Object detection data
::::

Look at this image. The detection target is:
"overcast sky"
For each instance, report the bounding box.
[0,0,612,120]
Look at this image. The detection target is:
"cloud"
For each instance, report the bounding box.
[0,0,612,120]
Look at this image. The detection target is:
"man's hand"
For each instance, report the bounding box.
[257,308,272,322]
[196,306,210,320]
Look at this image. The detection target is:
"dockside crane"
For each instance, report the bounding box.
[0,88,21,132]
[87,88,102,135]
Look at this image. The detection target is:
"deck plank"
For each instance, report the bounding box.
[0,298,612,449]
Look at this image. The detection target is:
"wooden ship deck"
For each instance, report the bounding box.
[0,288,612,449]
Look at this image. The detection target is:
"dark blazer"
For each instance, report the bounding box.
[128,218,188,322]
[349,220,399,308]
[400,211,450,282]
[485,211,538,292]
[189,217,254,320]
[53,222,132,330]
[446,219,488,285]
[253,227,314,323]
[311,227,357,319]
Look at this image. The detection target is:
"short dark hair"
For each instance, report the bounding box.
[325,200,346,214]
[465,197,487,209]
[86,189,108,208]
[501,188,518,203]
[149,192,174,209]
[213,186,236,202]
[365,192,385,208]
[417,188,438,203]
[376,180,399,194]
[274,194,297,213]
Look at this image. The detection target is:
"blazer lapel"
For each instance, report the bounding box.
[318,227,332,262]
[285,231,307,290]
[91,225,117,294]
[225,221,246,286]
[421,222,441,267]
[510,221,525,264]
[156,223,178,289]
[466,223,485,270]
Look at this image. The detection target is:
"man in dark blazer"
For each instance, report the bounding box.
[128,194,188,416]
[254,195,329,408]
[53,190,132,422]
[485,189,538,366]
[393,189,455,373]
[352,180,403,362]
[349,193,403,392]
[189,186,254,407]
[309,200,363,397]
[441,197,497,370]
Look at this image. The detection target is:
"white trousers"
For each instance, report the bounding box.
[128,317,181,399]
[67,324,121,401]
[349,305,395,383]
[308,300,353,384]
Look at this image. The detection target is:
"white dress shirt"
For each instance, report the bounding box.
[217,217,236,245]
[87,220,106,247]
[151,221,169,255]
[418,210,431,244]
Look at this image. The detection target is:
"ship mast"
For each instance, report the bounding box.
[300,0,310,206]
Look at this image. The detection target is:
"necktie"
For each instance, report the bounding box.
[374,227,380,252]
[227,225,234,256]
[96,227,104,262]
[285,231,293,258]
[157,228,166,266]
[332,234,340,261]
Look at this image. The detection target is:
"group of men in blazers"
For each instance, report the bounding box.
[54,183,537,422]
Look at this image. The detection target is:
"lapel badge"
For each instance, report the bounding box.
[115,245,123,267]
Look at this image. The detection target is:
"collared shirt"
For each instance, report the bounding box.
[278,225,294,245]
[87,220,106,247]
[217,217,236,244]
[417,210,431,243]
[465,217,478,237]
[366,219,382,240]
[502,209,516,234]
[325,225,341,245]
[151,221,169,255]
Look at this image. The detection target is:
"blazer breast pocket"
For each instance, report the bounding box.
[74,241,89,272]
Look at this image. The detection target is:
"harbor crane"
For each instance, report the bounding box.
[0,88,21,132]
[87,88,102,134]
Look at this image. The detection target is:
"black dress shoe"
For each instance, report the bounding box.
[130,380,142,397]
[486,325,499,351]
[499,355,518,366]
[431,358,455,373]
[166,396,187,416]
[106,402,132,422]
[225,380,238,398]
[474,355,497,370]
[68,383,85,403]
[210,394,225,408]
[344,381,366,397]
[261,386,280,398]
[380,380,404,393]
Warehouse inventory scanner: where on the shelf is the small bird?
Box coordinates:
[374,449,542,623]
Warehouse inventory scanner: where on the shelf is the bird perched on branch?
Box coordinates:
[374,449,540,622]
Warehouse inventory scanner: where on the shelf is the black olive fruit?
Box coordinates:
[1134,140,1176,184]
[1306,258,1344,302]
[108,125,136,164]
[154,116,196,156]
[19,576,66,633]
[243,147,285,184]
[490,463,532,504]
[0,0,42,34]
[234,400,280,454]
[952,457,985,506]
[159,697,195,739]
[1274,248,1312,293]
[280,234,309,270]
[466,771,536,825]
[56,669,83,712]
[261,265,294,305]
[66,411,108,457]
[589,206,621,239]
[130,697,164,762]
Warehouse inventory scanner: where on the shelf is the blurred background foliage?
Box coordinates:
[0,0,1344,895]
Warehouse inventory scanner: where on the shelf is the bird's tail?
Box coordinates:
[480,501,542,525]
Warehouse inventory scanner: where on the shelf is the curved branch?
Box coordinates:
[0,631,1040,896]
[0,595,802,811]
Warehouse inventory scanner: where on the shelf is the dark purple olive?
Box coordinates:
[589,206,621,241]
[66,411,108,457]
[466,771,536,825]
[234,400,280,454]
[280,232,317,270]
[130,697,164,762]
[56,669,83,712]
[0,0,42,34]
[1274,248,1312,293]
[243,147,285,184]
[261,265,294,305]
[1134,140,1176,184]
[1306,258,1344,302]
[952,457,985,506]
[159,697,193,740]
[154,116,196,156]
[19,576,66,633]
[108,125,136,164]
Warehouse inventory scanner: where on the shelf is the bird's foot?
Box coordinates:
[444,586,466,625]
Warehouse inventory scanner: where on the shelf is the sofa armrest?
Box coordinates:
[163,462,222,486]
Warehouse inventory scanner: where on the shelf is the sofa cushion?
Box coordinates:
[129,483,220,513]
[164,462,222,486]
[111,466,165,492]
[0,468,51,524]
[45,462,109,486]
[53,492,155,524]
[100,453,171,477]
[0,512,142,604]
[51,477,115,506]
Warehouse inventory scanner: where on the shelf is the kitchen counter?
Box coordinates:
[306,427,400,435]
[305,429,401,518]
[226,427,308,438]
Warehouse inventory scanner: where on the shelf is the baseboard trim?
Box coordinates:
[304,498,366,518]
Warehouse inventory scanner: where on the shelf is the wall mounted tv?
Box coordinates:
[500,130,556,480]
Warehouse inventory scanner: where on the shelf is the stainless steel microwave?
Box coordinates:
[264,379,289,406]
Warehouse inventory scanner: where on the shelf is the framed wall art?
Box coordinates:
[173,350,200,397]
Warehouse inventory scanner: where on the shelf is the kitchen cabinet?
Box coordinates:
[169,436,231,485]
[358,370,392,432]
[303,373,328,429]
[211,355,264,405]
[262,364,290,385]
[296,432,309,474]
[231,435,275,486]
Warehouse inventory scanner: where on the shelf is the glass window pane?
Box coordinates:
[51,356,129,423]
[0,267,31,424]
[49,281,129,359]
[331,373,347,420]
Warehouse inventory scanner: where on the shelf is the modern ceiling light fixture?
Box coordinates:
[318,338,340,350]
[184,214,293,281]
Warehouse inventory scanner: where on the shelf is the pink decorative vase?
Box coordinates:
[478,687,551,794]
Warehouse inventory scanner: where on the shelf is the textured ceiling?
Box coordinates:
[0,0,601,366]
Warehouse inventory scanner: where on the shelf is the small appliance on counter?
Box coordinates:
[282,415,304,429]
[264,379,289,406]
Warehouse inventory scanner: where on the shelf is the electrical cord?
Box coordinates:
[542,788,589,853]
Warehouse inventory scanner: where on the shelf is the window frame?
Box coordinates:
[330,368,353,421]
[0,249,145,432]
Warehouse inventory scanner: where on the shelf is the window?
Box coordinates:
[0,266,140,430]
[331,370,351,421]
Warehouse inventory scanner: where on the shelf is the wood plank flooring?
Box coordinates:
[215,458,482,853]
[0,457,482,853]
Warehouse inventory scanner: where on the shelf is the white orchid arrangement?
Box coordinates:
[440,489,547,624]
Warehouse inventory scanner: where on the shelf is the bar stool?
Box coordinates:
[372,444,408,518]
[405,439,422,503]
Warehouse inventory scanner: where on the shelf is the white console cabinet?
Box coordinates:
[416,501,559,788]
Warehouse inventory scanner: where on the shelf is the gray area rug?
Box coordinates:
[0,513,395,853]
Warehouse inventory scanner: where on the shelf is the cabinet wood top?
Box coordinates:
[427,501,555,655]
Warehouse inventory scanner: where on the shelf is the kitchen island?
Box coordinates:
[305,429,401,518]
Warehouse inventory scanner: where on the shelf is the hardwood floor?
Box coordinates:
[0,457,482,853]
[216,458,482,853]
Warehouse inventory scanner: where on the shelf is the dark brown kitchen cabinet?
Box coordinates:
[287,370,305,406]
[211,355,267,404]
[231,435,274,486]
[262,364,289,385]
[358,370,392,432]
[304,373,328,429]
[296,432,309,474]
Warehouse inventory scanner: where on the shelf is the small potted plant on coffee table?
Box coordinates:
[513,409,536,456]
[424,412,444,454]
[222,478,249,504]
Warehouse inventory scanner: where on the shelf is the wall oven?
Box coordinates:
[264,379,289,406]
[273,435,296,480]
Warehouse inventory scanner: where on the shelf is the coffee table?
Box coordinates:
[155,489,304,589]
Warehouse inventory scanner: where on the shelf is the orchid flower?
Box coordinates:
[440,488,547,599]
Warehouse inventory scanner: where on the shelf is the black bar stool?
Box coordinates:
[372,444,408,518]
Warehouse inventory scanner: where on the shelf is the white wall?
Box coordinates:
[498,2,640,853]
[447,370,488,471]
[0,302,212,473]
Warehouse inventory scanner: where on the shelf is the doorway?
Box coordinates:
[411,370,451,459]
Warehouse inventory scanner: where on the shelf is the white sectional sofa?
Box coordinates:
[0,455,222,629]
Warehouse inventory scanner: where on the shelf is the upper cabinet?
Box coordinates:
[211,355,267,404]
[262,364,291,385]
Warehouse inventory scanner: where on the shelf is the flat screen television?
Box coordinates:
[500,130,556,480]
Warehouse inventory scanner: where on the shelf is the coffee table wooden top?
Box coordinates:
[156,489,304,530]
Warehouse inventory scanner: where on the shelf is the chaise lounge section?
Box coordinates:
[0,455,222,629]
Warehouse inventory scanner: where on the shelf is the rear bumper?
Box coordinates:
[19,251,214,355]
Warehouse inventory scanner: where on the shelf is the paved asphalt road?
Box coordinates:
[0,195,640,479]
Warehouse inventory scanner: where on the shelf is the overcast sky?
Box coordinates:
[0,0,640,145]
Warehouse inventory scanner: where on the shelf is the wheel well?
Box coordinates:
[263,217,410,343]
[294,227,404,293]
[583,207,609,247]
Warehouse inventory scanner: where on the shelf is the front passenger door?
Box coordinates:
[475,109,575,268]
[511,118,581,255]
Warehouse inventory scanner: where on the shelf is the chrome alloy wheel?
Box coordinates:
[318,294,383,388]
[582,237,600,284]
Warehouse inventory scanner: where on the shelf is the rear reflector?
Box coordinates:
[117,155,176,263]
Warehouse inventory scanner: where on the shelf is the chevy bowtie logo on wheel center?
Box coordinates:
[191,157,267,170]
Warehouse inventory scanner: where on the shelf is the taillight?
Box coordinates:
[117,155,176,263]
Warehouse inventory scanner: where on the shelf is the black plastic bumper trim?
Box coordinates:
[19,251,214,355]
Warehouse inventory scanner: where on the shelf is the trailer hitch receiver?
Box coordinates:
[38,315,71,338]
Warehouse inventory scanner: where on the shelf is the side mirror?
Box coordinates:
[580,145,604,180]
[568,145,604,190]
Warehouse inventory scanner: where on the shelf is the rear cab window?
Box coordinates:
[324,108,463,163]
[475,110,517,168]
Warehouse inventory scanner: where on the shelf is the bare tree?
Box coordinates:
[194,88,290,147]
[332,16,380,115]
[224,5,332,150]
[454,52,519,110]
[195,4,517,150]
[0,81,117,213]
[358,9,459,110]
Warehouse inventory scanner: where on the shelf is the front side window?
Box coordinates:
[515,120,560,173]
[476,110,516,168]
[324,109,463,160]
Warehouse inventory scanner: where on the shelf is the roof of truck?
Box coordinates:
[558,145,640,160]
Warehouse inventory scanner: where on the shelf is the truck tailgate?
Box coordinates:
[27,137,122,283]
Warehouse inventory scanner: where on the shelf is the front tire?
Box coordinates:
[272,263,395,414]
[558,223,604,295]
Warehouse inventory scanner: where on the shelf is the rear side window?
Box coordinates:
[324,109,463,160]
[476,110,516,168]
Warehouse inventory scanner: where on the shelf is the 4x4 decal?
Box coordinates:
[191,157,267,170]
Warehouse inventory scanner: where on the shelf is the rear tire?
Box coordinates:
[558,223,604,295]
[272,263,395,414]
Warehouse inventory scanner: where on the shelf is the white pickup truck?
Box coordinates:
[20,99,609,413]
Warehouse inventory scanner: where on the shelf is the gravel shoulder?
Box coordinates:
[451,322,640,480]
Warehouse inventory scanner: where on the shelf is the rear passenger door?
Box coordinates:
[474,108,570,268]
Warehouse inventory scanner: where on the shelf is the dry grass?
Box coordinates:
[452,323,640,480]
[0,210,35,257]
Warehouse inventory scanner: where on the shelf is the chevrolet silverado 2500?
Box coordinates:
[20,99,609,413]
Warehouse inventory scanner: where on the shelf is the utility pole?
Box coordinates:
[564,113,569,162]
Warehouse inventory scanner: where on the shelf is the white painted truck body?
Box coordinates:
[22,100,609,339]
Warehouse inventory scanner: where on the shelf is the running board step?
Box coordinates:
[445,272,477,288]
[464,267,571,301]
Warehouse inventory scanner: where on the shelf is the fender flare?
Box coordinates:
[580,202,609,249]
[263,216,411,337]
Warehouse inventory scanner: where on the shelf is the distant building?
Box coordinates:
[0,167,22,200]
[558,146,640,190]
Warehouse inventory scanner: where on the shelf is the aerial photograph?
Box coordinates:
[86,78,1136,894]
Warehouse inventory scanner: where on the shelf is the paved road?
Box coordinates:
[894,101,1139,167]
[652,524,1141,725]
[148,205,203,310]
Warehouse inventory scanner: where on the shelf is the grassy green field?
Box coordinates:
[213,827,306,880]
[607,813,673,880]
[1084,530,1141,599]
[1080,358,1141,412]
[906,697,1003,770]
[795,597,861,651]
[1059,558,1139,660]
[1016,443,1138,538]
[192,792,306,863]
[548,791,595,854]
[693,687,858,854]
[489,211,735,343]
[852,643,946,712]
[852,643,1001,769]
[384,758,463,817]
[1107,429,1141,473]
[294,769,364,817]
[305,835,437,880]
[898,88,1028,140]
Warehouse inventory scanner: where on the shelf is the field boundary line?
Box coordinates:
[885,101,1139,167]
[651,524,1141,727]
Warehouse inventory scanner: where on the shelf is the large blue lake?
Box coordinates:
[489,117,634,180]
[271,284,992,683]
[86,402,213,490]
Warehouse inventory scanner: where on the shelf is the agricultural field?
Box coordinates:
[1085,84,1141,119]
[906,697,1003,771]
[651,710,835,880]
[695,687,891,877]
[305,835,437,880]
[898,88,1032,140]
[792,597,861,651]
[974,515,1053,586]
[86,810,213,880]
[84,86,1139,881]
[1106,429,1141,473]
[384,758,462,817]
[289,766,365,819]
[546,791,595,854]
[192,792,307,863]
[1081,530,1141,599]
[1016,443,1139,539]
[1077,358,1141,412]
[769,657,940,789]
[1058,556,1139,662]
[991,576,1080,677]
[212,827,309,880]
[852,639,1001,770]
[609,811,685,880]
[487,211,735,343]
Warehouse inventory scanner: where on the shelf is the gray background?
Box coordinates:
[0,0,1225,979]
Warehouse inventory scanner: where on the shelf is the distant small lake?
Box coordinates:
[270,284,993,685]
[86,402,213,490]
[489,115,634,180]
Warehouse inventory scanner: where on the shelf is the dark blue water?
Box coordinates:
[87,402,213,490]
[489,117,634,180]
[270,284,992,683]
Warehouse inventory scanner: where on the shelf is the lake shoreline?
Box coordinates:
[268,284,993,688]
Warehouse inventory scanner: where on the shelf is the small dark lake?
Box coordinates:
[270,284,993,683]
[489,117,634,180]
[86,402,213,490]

::::

Rewrite the part that opens with the line containing "the bird's tail?" and closes with the line containing "[0,595,802,811]", putting "rack" in place of "shelf" and leaving everything else unchanged.

§ Exercise output
Warehouse inventory scanner: where on the rack is the bird's tail?
Box coordinates:
[480,501,542,525]
Warehouse inventory scanner: where on the rack is the curved branch?
Box coordinates:
[0,631,1040,896]
[0,595,802,811]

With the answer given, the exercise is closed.